• Problem
Restate all of the entries verbatim.
**** Material supplied ****
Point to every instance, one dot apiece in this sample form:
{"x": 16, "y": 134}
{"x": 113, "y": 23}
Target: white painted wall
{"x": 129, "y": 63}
****
• Output of the task
Point to every instance, one dot apiece in this sample form:
{"x": 16, "y": 134}
{"x": 113, "y": 23}
Target: white painted wall
{"x": 129, "y": 63}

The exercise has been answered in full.